◆ **Source text**:
..............................

Qwen 3.5 Is Alibaba's Bid to Win the Agentic AI Era

Alibaba's Qwen 3.5 family uses extreme MoE efficiency to beat models 7x its size. The flagship is now live on Arena — and claims to outperform GPT-5.2.

Alibaba's latest model family doesn't just iterate on its predecessor — it fundamentally changes the math on what's possible with sparse inference. Qwen 3.5, launched in February and now live on LMSys Arena as Qwen3.5-Max-Preview, claims to outperform GPT-5.2, Claude Opus 4.5, and Gemini 3 on key benchmarks while activating a fraction of the parameters.

The flagship model has 397 billion total parameters but fires only 17 billion per token. Alibaba says it's 60% cheaper to run than the previous generation and 8x more efficient at processing large workloads. Those are bold claims — and the early benchmark numbers suggest they're not entirely hype.

..............................

◆ **Excerpted data**:
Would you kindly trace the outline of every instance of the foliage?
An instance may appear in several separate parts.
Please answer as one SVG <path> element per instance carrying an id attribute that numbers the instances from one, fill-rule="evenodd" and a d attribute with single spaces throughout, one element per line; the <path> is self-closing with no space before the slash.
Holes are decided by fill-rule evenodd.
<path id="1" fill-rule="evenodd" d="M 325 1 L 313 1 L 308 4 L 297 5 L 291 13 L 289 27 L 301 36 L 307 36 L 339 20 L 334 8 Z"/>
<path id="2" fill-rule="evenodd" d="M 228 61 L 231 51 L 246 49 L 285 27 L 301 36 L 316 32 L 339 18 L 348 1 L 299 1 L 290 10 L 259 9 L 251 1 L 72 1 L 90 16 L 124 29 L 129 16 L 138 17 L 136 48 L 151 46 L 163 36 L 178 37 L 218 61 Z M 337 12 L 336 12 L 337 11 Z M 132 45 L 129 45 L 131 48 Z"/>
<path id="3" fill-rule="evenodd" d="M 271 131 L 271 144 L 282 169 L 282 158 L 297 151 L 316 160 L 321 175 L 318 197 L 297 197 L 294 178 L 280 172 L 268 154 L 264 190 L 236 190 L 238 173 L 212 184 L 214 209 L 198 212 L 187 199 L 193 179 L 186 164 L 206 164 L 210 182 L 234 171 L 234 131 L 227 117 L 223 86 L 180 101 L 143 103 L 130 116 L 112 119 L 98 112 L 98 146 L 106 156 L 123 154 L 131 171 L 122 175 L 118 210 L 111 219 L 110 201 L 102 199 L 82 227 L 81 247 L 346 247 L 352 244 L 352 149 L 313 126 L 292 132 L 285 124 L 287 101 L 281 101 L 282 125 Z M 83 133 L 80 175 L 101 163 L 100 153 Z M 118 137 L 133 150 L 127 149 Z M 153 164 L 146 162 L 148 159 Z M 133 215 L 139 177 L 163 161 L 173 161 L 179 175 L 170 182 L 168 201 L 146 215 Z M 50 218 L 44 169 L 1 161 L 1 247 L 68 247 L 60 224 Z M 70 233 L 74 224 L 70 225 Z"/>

..............................

◆ **Work instructions**:
A. Answer these questions about the Qwen 3.5 article:
(i) Under what name is the model live on LMSys Arena?
(ii) How many total parameters does the flagship model have, and how many does it fire per token?
(iii) By what percentage does Alibaba say it is cheaper to run than the previous generation?
B. Write out the part of the Qwen 3.5 article starting at "Qwen 3.5 Is" and ending at "to outperform GPT-5.2.".
The items have nothing to do with the Qwen 3.5 article.

◆ **Solutions for each task**:
A.
(i) Qwen3.5-Max-Preview
(ii) 397 billion total parameters, with 17 billion fired per token
(iii) 60%

B.
Qwen 3.5 Is Alibaba's Bid to Win the Agentic AI Era

Alibaba's Qwen 3.5 family uses extreme MoE efficiency to beat models 7x its size. The flagship is now live on Arena — and claims to outperform GPT-5.2.